# DATA
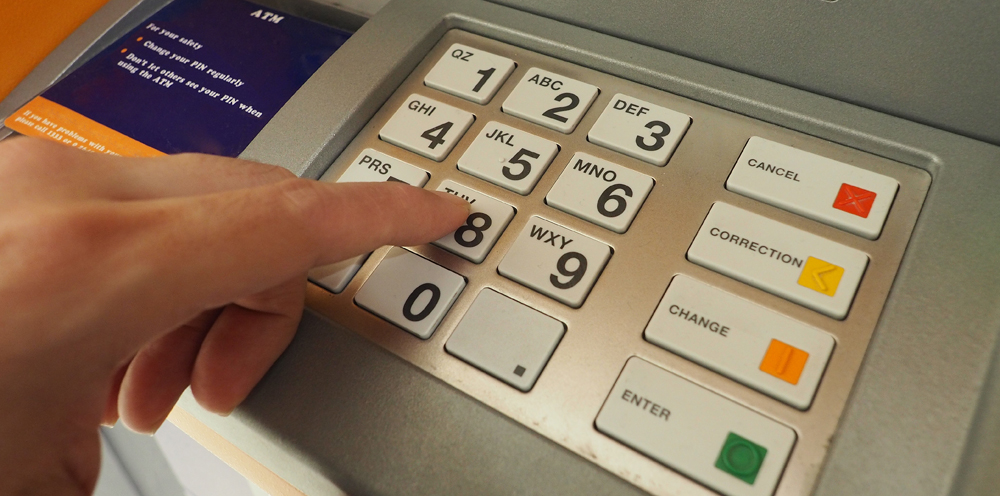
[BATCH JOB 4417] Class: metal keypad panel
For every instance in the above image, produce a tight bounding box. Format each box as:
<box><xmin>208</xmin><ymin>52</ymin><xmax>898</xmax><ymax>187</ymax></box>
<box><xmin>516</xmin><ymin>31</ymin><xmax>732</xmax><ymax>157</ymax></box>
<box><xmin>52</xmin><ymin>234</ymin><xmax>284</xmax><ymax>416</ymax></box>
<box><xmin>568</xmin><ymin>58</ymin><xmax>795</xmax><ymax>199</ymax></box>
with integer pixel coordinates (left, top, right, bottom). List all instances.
<box><xmin>308</xmin><ymin>30</ymin><xmax>930</xmax><ymax>495</ymax></box>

# REQUEST
Rewrite every line of the records above without the pictures. Keep the requests unchanged, including their sample boxes, and scale each bounding-box coordinate in the answers by 2.55, rounding to whole numbers with halves rounded up.

# TASK SOLUTION
[BATCH JOB 4417] Class: metal keypad panel
For every instance in the above image, produce a tight bounding box. Format each box as:
<box><xmin>208</xmin><ymin>52</ymin><xmax>898</xmax><ymax>187</ymax></box>
<box><xmin>516</xmin><ymin>31</ymin><xmax>732</xmax><ymax>157</ymax></box>
<box><xmin>52</xmin><ymin>234</ymin><xmax>284</xmax><ymax>416</ymax></box>
<box><xmin>568</xmin><ymin>58</ymin><xmax>795</xmax><ymax>199</ymax></box>
with integer pixel coordinates (left, top, right, bottom). List all instances.
<box><xmin>785</xmin><ymin>77</ymin><xmax>2372</xmax><ymax>1262</ymax></box>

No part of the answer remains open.